Texto original
_ _ _
Cuando parece que intentamos comprender la importancia que, hace unos días, tuvo la concentración celebrada en Madrid, para reivindicar un tren digno para que Extremadura y sus gentes puedan acceder al siglo XXI en las mismas condiciones que aquellos que habitan en los demás territorios del Estado español, me gustaría dedicar la presente crónica, a todos los que se plantaron en la capital para quedar constancia que la Extremadura mansa y abúlica, la que no protesta, la que nunca sale en las portadas nacionales, nunca nos aportó nada bueno.

Históricamente hemos sido una región periférica del poder y de sus decisiones, que ha perdido muchos trenes a lo largo de la historia; se ha perdido el tren de la industrialización, el de la modernidad, el de la vertebración del territorio, el del desarrollo, el de las comunicaciones. Se perdieron todos los trenes que nos conducían al futuro. Trenes que nunca llegaron a una tierra que ha sufrido, como ninguna otra, el olvido y el abandono con el que históricamente se la castigó. Desconocemos el pecado cometido para tamaña condena. Podría ser nuestro escaso peso demográfico, la indiferencia de los extremeños o la desidia de nuestros representantes públicos. Todo suma.
_ _ _
Descripciones de objetos en texto libre
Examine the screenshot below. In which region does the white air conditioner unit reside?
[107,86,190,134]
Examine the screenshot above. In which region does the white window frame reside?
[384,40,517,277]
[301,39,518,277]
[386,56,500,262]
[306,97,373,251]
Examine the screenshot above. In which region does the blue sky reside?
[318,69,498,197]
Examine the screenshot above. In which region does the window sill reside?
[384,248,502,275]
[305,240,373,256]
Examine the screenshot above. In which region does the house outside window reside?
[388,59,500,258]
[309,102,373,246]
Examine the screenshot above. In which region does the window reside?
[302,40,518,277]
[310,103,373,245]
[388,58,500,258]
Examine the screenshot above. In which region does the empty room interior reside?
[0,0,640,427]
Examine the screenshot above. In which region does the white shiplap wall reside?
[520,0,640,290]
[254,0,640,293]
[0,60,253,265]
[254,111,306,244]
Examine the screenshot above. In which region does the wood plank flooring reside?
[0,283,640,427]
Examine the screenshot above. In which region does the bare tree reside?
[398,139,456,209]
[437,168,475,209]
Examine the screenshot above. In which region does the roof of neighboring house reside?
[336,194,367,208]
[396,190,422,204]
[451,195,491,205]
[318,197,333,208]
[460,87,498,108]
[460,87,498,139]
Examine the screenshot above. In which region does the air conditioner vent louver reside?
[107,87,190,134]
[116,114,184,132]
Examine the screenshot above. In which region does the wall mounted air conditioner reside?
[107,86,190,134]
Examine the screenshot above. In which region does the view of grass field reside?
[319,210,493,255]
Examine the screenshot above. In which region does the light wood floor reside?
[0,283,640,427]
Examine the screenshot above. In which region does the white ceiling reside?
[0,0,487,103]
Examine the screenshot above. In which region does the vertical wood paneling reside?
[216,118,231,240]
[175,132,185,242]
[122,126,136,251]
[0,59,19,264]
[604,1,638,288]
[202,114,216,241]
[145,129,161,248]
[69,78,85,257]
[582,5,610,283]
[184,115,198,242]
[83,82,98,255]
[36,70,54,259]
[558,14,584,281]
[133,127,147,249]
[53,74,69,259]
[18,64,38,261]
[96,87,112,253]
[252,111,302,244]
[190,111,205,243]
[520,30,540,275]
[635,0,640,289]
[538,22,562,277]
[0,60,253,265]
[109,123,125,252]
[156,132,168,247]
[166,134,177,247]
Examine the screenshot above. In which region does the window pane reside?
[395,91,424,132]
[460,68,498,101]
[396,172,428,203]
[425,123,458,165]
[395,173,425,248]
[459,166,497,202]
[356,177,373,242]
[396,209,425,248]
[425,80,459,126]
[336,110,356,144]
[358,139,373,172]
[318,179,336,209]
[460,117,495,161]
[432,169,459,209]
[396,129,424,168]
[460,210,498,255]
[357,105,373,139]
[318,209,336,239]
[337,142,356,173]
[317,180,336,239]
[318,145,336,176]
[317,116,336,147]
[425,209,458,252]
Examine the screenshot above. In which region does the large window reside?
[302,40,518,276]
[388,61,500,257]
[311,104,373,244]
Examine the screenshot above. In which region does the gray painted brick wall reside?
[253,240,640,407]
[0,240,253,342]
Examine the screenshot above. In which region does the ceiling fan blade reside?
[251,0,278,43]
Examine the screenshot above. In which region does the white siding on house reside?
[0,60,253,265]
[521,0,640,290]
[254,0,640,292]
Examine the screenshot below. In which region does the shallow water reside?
_ _ _
Acción requerida A
Según el texto sobre el tren en Extremadura, ¿en qué ciudad se celebró la concentración para reivindicar un tren digno?
Acción requerida B
Retome el texto sobre la reivindicación de un tren digno para Extremadura a partir de su última oración.
Los registros constituyen un material independiente del texto original.

Respuesta escrita A
En Madrid.

Respuesta escrita B
El pasado 18 de noviembre pude constatar en persona, que son muchos los extremeños que quieren y exigen que se torne el destino de su tierra. No se reclamaba nada extraordinario. Reivindicábamos no transitar por vías del siglo XIX en el siglo XXI. Como podríamos denunciar hospitales que envejecen antes de ser inaugurados, carreteras comarcales ancladas en el pasado, que tanto aíslan a nuestro medio rural o índices de paro, que siguen obligando a muchos extremeños a coger el petate y buscar nuevos horizontes, generando una verdadera sangría demográfica para la región, de la que difícilmente nos vamos a recuperar. Exigíamos que se frene de una vez el éxodo de pueblos y ciudades, que se apoyen iniciativas de economía verde en consonancia con nuestro inmenso patrimonio cultural y natural y con la riqueza agrícola y ganadera de la región, que se apueste por las energías limpias, derivadas de nuestro peculiar clima cálido.

Tan solo queremos que se nos tenga en cuenta, como parte de un país que tampoco nos aporta y tanto nos exige. No queremos ser una reserva natural, huérfana de paisaje humano, que amplifica el abandono de nuestros lugares de origen. Todo ello y más estaba en la memoria de la mayoría de los extremeños que nos citamos en el centro de Madrid.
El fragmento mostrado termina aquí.